Answer these from the text below about the four-disc Dust Devil release.
(a) Which company is putting out the four-disc version?
(b) What three subjects do the unrelated documentaries by director Richard Stanley cover?
(c) What release date does Scarecrow Video list?

── Excerpted text ──

Bill Chambers was kind enough to send me word earlier in the summer of an impending exhaustive, four-disc (!) version of Dust Devil coming from Subversive Cinema. (I wrote about this and its predecessor, Hardware, at Cinemarati in December.) You might think the last thing the world needs is a fuggin' four-DVD version of what amounts to a solid B horror movie, cult following or no. But it looks definitive -- sure, it's got the two versions of the film, with audio commentary and a "featurette." But it's also got several unrelated documentaries by director Richard Stanley, on the subjects of Afghanistan, Haitian voodoo, and the search for the Holy Grail. Of course it's possible they all suck. But maybe not. And it can't help but be a big upgrade from the German DVD I picked up at Mondo Kim's on St. Mark's last year. For $29.95, I think I'll take the chance. Scarecrow Video has it listed as a 9/26 release and is taking pre-orders.

───
── Provided records ──

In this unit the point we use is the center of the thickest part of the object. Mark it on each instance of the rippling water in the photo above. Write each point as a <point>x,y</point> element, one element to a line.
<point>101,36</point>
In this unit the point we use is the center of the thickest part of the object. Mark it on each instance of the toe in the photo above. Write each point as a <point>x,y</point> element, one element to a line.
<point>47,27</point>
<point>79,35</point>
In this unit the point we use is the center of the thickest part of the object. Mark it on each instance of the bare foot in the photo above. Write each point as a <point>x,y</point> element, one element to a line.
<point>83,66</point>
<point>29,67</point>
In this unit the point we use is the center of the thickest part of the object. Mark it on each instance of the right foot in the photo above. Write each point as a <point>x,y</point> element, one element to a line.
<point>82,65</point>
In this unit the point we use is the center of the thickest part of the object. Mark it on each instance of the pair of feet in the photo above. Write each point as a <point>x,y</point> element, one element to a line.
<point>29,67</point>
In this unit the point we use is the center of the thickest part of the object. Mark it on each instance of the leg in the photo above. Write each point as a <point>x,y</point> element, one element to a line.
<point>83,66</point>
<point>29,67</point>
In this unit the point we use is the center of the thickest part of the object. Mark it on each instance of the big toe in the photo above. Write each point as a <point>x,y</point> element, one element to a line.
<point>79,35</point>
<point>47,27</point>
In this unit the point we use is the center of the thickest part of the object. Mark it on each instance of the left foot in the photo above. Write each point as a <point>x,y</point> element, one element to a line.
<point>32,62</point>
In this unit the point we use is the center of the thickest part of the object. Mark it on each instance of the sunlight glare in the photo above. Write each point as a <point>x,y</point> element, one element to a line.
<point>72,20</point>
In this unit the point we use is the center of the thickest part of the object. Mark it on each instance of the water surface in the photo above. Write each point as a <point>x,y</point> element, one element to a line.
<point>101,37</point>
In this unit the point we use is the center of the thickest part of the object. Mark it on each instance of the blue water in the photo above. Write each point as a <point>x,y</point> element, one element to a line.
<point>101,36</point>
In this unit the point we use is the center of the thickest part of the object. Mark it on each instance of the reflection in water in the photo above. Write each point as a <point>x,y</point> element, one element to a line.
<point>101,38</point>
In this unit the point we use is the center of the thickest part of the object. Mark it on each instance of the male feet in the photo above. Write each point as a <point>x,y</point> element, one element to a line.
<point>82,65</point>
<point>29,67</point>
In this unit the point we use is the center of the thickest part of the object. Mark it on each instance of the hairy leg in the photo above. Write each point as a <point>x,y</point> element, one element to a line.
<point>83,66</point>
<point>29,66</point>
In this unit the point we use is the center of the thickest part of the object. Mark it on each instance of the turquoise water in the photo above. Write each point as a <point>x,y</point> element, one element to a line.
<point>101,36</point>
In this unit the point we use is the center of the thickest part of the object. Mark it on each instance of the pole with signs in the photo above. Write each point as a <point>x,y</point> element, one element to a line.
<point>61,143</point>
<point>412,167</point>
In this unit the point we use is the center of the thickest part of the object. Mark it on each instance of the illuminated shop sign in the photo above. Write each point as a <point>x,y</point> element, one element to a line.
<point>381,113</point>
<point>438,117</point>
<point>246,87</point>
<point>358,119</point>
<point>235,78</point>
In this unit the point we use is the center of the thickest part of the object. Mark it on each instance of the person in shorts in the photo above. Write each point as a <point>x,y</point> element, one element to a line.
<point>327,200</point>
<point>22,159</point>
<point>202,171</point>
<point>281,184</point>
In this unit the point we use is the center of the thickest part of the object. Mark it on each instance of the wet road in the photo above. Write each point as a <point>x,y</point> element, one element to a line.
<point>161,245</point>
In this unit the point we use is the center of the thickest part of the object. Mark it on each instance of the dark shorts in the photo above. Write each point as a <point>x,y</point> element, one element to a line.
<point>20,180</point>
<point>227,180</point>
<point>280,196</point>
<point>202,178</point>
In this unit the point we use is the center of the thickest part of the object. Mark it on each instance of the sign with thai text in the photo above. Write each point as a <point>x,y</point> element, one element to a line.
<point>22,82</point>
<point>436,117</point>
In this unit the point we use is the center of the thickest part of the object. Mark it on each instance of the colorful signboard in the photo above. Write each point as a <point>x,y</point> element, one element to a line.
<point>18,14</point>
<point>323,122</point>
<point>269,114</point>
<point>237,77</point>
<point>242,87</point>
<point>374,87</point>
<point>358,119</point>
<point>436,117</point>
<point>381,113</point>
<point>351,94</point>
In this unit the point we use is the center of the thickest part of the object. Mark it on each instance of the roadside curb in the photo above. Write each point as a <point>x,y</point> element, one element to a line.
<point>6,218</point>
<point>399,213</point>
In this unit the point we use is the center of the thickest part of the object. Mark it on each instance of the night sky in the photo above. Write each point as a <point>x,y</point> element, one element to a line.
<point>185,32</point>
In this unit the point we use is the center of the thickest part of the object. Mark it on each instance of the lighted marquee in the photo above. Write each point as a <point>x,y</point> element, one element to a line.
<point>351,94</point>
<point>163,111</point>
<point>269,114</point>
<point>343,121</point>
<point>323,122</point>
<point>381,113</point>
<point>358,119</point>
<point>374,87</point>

───

Expected output »
(a) Subversive Cinema
(b) Afghanistan, Haitian voodoo, and the search for the Holy Grail
(c) 9/26